Could you filter the records below and keep only the lines with the word "Show"?

___ Records for the task

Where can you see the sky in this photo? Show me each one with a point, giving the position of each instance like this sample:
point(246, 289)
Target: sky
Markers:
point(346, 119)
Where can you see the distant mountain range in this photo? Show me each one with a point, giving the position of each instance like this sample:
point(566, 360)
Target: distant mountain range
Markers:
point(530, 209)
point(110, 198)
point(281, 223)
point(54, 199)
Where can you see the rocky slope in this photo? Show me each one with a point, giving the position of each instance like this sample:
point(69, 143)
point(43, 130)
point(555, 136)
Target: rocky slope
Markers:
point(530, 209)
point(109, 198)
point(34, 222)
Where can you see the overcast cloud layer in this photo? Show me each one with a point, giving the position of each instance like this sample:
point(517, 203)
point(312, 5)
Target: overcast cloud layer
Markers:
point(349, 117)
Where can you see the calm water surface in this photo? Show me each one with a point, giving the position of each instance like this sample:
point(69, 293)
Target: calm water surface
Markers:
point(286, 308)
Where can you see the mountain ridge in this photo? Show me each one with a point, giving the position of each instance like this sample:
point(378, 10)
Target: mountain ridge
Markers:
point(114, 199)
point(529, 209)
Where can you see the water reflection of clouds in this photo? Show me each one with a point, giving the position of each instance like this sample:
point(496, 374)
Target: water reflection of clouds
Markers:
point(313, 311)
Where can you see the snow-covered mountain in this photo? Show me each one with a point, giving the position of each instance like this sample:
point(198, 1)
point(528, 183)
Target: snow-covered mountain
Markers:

______

● **Answer to the exercise**
Where can you see the sky in this photo? Show me each one with a point, giving the position of each instance like this sample:
Where can you see the distant mountain range in this photo? Show me each one with a point, giving the position of each instance like this sample:
Where can you see the rocky slope in this photo? Show me each one with a point, giving the position of each instance like this sample:
Where can you see the overcast cloud layer in this photo? Show me each one with a point, giving the position of each instance like this sample:
Where can you see the calm water surface in this photo? Show me each one with a point, giving the position of each instance like this sample:
Where can you see the mountain ridge in this photo? Show me each one with a point, giving the position of each instance like this sample:
Where can you see the water reflection of clouds in this photo? Show me each one with a point, giving the position of each instance like this sample:
Where can you see the snow-covered mountain in this photo? Show me each one with a point, giving the position of each instance like this sample:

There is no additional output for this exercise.